The whole listing should be written out again exactly.

---

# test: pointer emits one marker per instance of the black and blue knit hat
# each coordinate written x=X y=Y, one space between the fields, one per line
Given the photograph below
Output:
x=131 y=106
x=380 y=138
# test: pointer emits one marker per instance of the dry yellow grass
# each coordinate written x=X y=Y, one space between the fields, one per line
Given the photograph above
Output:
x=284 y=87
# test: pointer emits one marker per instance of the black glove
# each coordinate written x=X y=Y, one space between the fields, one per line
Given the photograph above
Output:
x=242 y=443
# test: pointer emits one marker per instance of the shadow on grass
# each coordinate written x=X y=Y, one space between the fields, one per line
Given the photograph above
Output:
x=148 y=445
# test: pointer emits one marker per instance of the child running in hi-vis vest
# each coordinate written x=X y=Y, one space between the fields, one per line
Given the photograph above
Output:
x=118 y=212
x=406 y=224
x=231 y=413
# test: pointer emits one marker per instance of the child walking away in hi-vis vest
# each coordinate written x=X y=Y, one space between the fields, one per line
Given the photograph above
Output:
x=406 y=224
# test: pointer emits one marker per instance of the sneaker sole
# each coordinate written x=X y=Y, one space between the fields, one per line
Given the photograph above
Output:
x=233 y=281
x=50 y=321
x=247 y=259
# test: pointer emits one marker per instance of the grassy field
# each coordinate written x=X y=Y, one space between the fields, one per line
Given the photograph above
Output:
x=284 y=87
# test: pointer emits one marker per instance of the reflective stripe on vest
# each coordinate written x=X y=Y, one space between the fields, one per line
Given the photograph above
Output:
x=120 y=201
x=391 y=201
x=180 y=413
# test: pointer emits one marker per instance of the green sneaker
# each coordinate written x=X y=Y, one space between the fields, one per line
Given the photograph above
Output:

---

Your response =>
# test: pointer emits one marker per instance of the black and blue knit hat
# each coordinate written x=X y=Y, one space between the fields, one per line
Given the photograph below
Output:
x=131 y=106
x=380 y=138
# test: pointer emits one marker per instance of the dry yellow grass
# each coordinate written x=X y=Y, one space between the fields, one per line
Given the photograph above
Output:
x=284 y=87
# test: pointer emits one marker per instance of the black glove
# each coordinate written x=X y=Y, one space between the fields, one per line
Given the photograph above
Output:
x=242 y=443
# test: pointer emits one marker per instance of the shadow on grass
# each coordinate written x=X y=Y, one space between the fields, one per line
Given the photograph above
Output:
x=148 y=445
# test: pointer emits one marker per instance of the child running in hi-vis vest
# each coordinate written x=X y=Y, one space between the fields, one per line
Given the photograph above
Output:
x=118 y=212
x=406 y=224
x=231 y=413
# test: pointer emits one marker per instance of the child walking away in hi-vis vest
# each coordinate written x=X y=Y, one space between the fields, one per line
Given the photograph above
Output:
x=406 y=224
# test: pointer emits one marker per instance of the sneaker sole
# each coordinate written x=X y=Y, one space between the fields, one per line
Given the photograph above
Output:
x=233 y=281
x=50 y=321
x=247 y=259
# test: pointer emits one marker per instance of the grassy field
# each coordinate written x=X y=Y, one space between the fields, one per line
Given the photograph above
Output:
x=284 y=87
# test: pointer emits one marker per instance of the reflective stripe on vest
# each coordinate written x=X y=Y, one space between the fields, one per line
Given the photograph above
Output:
x=120 y=201
x=391 y=201
x=180 y=413
# test: pointer emits one marker per instance of the green sneaker
# each coordinate written x=X y=Y, one space between the fields, one per line
Given the photograph above
Output:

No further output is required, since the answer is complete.